* _STATED TASK_:
Locate each line of the records that contains the string "belt" and copy it out in full. The match is case-sensitive.

* _MATERIAL TO PROCESS_:
<<<<

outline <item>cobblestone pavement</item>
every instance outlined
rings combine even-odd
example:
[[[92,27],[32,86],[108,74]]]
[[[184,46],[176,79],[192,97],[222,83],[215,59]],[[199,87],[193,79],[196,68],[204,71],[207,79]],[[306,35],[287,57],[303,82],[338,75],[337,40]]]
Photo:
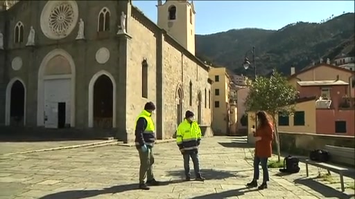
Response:
[[[319,180],[305,178],[304,164],[299,173],[287,176],[277,176],[278,169],[270,169],[268,189],[246,189],[244,184],[252,176],[252,149],[239,142],[225,137],[202,140],[199,153],[207,178],[203,182],[182,182],[182,157],[175,144],[157,144],[154,173],[157,180],[165,182],[149,191],[137,189],[139,159],[134,147],[107,146],[0,155],[0,199],[354,198],[350,196],[354,189],[341,193],[335,181],[328,180],[333,183],[324,186]],[[318,172],[310,167],[311,176]],[[333,176],[337,179],[338,176]],[[295,179],[298,179],[297,183]]]
[[[18,153],[26,151],[40,150],[48,148],[68,146],[84,144],[104,140],[67,140],[67,141],[45,141],[45,142],[0,142],[0,155]]]

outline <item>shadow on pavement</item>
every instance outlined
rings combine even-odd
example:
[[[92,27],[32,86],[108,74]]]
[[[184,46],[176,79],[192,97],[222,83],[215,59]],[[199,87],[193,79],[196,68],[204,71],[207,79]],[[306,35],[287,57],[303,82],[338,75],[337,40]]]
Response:
[[[323,184],[316,180],[314,178],[303,178],[296,179],[293,181],[295,183],[300,184],[309,187],[314,191],[322,194],[324,198],[354,198],[354,194],[347,195],[337,189],[329,187],[325,184]]]
[[[162,182],[159,186],[168,185],[170,184],[182,182],[182,180]],[[117,193],[125,191],[137,190],[138,184],[128,184],[113,186],[102,189],[85,189],[85,190],[71,190],[62,192],[51,193],[38,199],[80,199],[88,198],[107,193]]]
[[[208,195],[203,195],[190,198],[189,199],[223,199],[229,197],[239,196],[244,195],[245,193],[258,191],[257,189],[249,189],[247,187],[241,188],[237,189],[229,190],[220,193],[210,193]]]
[[[241,173],[243,173],[240,171]],[[238,171],[236,171],[238,173]],[[180,177],[182,179],[185,178],[185,173],[184,171],[182,170],[178,170],[178,171],[166,171],[167,175],[168,176],[173,176],[173,177]],[[191,178],[193,178],[195,176],[193,175],[193,169],[191,169]],[[204,178],[206,178],[207,180],[221,180],[221,179],[225,179],[229,178],[233,178],[233,177],[239,177],[239,178],[244,178],[248,177],[248,176],[245,175],[239,175],[239,174],[234,174],[231,171],[219,171],[219,170],[214,170],[214,169],[201,169],[201,174]]]
[[[112,129],[44,129],[0,126],[0,142],[51,142],[107,140],[115,137]]]
[[[226,148],[244,148],[244,149],[252,149],[254,146],[253,144],[248,144],[243,140],[234,140],[231,142],[218,142],[222,146]]]

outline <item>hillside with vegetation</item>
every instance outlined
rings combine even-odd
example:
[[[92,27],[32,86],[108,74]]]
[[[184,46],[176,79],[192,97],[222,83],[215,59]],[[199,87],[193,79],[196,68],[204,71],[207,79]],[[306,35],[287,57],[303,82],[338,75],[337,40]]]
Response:
[[[196,55],[214,66],[225,66],[237,74],[252,75],[242,66],[246,52],[256,48],[259,75],[272,68],[289,74],[342,54],[355,56],[355,14],[329,17],[322,23],[297,22],[278,30],[257,28],[230,30],[212,35],[196,35]],[[252,55],[248,54],[250,59]]]

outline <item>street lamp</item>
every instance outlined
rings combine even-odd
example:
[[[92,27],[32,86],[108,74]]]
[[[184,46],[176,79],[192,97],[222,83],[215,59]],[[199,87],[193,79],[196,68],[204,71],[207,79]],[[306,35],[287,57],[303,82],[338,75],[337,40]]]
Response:
[[[251,63],[250,61],[249,61],[249,59],[248,58],[248,54],[250,53],[252,53],[252,63]],[[249,68],[249,67],[254,68],[254,81],[255,81],[255,79],[257,79],[257,64],[255,62],[255,46],[252,46],[252,50],[248,50],[245,53],[245,55],[244,56],[244,62],[243,62],[243,67],[244,67],[244,68],[245,70],[248,70],[248,68]],[[258,122],[257,122],[257,113],[255,113],[255,126],[257,126]],[[249,133],[248,133],[248,136],[247,136],[248,143],[249,143],[249,141],[250,140],[249,140]]]
[[[252,53],[252,62],[250,62],[249,61],[249,59],[248,58],[248,54]],[[243,62],[243,67],[245,70],[248,70],[249,67],[254,68],[254,75],[255,79],[257,78],[257,64],[255,62],[255,46],[252,47],[252,49],[250,50],[248,50],[247,53],[245,53],[245,56],[244,56],[244,62]]]

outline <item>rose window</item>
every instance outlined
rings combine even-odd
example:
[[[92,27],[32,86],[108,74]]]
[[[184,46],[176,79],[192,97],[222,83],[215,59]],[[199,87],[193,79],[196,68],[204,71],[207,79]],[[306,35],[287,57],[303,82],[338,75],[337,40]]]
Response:
[[[53,8],[49,14],[49,28],[53,33],[62,35],[67,32],[74,21],[73,7],[66,2],[62,2]]]

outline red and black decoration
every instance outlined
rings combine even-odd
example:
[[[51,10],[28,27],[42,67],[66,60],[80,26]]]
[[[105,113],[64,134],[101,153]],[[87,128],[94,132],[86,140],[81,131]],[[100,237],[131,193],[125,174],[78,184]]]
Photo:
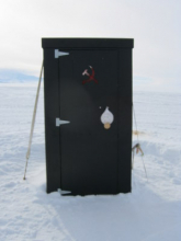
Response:
[[[82,76],[88,76],[88,77],[89,77],[89,79],[82,81],[82,84],[84,84],[84,83],[87,83],[87,82],[90,82],[90,81],[94,81],[95,83],[98,83],[98,80],[94,78],[95,71],[94,71],[93,67],[92,67],[92,66],[89,66],[89,67],[90,67],[90,69],[92,70],[92,73],[90,74],[90,73],[88,72],[88,69],[86,69],[86,70],[82,72]]]

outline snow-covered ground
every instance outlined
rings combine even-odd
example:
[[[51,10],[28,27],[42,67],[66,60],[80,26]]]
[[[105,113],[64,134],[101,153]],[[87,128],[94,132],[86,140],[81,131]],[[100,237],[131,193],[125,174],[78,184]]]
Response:
[[[148,180],[136,156],[132,193],[86,197],[45,192],[43,88],[23,181],[35,94],[0,84],[0,241],[180,241],[181,94],[134,92]]]

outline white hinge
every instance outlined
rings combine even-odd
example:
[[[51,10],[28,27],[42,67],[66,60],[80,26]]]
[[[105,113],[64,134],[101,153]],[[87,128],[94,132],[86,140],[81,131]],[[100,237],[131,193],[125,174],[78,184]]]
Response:
[[[69,53],[66,51],[59,51],[58,49],[55,49],[55,58],[58,58],[60,56],[69,55]]]
[[[69,124],[69,123],[70,123],[69,120],[63,120],[60,118],[56,118],[56,126],[60,126],[60,125]]]
[[[64,191],[64,190],[58,188],[58,193],[59,193],[60,195],[64,195],[64,194],[70,194],[71,192],[70,192],[70,191]]]

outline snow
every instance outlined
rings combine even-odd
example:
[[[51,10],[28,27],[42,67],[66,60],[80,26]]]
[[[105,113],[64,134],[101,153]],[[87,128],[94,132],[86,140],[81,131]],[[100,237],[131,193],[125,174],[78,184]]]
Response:
[[[181,94],[134,92],[133,192],[84,197],[46,194],[43,88],[23,181],[35,95],[0,84],[0,241],[181,240]]]

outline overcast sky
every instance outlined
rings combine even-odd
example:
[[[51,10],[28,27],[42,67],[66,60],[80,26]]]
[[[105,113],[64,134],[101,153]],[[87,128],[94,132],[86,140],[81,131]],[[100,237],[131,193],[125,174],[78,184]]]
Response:
[[[181,92],[181,0],[0,0],[0,69],[38,76],[42,37],[134,38],[134,89]]]

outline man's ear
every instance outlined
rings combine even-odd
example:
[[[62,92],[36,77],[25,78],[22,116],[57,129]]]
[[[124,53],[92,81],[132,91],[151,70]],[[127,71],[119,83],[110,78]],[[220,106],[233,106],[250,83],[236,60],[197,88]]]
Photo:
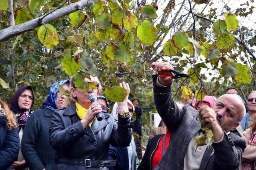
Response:
[[[237,127],[238,127],[239,125],[240,125],[240,123],[235,123],[233,128],[235,129],[235,128]]]
[[[71,88],[71,95],[72,95],[73,98],[76,97],[76,94],[75,92],[75,90],[76,89],[74,87]]]

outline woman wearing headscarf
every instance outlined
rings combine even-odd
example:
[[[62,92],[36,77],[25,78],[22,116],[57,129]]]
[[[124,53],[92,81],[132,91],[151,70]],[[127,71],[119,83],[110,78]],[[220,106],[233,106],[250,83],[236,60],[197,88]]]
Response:
[[[21,149],[30,170],[54,169],[56,152],[49,142],[49,127],[53,112],[66,107],[69,100],[59,92],[58,85],[68,93],[69,80],[54,83],[46,100],[39,109],[34,111],[25,127]]]
[[[35,100],[35,94],[32,87],[24,86],[17,90],[11,101],[10,109],[15,114],[19,129],[20,143],[21,142],[23,130],[28,119],[33,113],[31,108]],[[14,162],[12,168],[15,169],[27,169],[26,161],[20,150],[18,160]]]
[[[0,169],[12,170],[20,150],[19,135],[13,113],[0,100]]]
[[[127,107],[129,110],[129,116],[132,117],[134,111],[134,106],[129,100],[127,101]],[[115,103],[113,107],[111,114],[116,121],[118,121],[118,107],[117,103]],[[110,168],[110,170],[136,170],[138,165],[138,159],[136,152],[136,145],[133,136],[130,145],[127,147],[116,147],[110,145],[108,160],[117,160],[116,165]]]
[[[73,102],[67,108],[54,112],[50,128],[50,142],[57,153],[55,169],[108,169],[116,164],[114,161],[106,160],[109,144],[125,147],[130,142],[131,119],[128,108],[124,104],[128,96],[124,102],[118,103],[122,109],[120,110],[117,124],[110,113],[103,112],[100,104],[90,102],[89,94],[98,94],[98,89],[89,88],[84,93],[73,83],[75,78],[71,80]],[[91,76],[85,79],[84,83],[99,87],[97,80]],[[128,84],[123,82],[120,86],[127,90],[128,95]],[[102,119],[99,121],[96,116],[100,113]]]

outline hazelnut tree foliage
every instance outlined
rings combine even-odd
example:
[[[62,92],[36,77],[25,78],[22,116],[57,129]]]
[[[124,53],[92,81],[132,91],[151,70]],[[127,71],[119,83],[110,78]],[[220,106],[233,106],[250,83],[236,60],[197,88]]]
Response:
[[[77,1],[15,0],[15,24]],[[124,90],[115,86],[124,80],[131,96],[152,107],[150,65],[159,59],[190,75],[174,83],[178,100],[190,98],[191,88],[200,100],[206,94],[218,96],[228,86],[238,88],[244,96],[255,88],[255,29],[238,20],[253,16],[252,1],[234,10],[230,1],[90,1],[84,9],[2,40],[1,97],[8,102],[14,90],[30,84],[36,109],[55,81],[74,76],[76,86],[86,91],[95,87],[83,82],[92,74],[99,78],[112,102],[122,100]],[[10,12],[8,0],[1,0],[0,32],[10,26]],[[209,78],[212,70],[217,76]]]

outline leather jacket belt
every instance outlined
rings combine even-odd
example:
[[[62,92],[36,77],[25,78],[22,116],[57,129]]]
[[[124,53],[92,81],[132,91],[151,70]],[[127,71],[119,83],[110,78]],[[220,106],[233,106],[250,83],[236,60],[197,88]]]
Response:
[[[68,164],[74,165],[81,165],[86,167],[100,167],[103,166],[114,166],[116,164],[116,160],[96,160],[90,159],[69,159],[57,158],[56,159],[56,164]]]

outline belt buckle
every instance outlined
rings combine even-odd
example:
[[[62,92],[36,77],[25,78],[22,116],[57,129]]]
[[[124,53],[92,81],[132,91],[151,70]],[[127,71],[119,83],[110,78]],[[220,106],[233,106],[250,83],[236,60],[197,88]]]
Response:
[[[91,167],[91,159],[85,159],[85,167]]]

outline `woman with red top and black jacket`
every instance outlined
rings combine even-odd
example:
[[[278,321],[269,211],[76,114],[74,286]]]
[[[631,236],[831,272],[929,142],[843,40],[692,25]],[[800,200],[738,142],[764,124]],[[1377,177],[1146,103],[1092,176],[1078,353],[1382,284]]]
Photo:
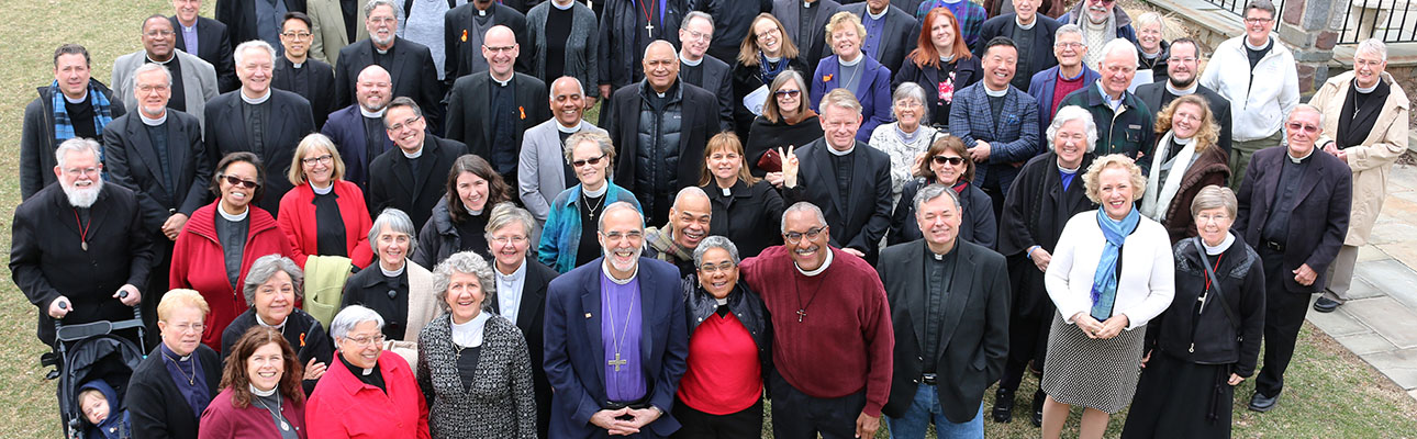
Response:
[[[211,306],[201,343],[221,348],[221,331],[251,307],[237,295],[247,270],[256,258],[290,255],[285,234],[271,214],[252,205],[261,200],[265,169],[248,152],[231,153],[217,163],[211,191],[217,201],[191,214],[173,246],[169,276],[173,289],[187,287],[201,293]]]
[[[679,380],[674,438],[761,438],[762,389],[772,368],[772,323],[758,293],[738,282],[738,248],[708,236],[684,279],[689,368]]]
[[[290,242],[290,259],[305,266],[313,255],[346,256],[354,266],[374,261],[368,245],[364,191],[344,180],[344,160],[334,142],[312,133],[295,147],[290,173],[295,186],[281,197],[279,225]]]

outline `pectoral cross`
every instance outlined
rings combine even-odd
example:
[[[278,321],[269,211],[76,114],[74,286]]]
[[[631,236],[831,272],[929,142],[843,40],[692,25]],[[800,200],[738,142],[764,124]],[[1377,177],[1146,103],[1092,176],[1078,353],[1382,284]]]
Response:
[[[614,365],[616,372],[619,371],[619,367],[626,363],[629,363],[629,360],[621,360],[619,353],[615,353],[615,360],[605,361],[606,365]]]

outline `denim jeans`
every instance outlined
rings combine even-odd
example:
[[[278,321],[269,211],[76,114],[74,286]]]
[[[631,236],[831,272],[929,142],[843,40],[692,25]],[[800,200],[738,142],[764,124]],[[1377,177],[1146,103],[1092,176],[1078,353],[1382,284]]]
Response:
[[[931,422],[935,423],[935,438],[983,439],[983,402],[979,402],[973,419],[954,423],[945,419],[935,387],[921,384],[915,388],[915,401],[910,404],[905,415],[901,418],[886,416],[886,422],[890,426],[891,439],[924,439]]]

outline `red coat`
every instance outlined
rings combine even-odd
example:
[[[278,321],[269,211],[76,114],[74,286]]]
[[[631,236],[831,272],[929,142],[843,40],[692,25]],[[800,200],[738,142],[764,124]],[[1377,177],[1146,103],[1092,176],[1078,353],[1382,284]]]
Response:
[[[201,331],[201,343],[213,350],[221,348],[221,331],[235,320],[251,304],[239,289],[232,289],[227,282],[227,262],[221,251],[221,241],[217,239],[217,203],[204,205],[191,214],[177,244],[173,246],[173,268],[169,276],[173,289],[188,287],[201,293],[207,299],[211,313],[207,314],[207,327]],[[266,211],[251,205],[251,229],[247,232],[247,245],[241,252],[241,275],[237,285],[247,280],[247,270],[256,258],[279,253],[290,256],[290,245],[285,242],[285,234],[275,227],[275,218]]]
[[[306,404],[306,419],[310,425],[310,439],[326,438],[377,438],[377,439],[428,439],[428,404],[424,392],[414,381],[414,372],[398,354],[384,351],[378,355],[378,370],[384,374],[384,387],[360,382],[339,360],[330,361],[330,368],[315,385],[315,394]]]
[[[368,218],[368,208],[364,207],[364,191],[344,180],[334,181],[334,204],[340,207],[340,219],[344,219],[344,252],[359,268],[366,268],[374,261],[374,251],[368,245],[368,229],[374,221]],[[281,231],[290,242],[290,259],[305,266],[305,259],[319,249],[319,239],[315,221],[315,190],[309,184],[300,184],[281,197],[281,214],[278,215]]]
[[[227,388],[211,398],[211,404],[201,412],[201,426],[197,429],[198,439],[265,439],[281,438],[271,412],[255,402],[255,397],[247,408],[231,405],[231,389]],[[293,402],[281,398],[281,416],[290,422],[295,435],[307,438],[305,429],[305,402]]]

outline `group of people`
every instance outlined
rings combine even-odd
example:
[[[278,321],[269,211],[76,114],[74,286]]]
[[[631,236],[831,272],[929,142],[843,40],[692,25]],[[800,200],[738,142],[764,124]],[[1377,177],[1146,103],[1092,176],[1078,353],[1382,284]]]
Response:
[[[1032,374],[1044,438],[1226,438],[1406,93],[1370,40],[1299,103],[1268,0],[1209,62],[1041,3],[174,0],[113,89],[55,51],[10,268],[47,344],[157,330],[95,432],[982,438]]]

>>>>

* _WRITTEN SOLUTION_:
outline leather jacket belt
outline belt buckle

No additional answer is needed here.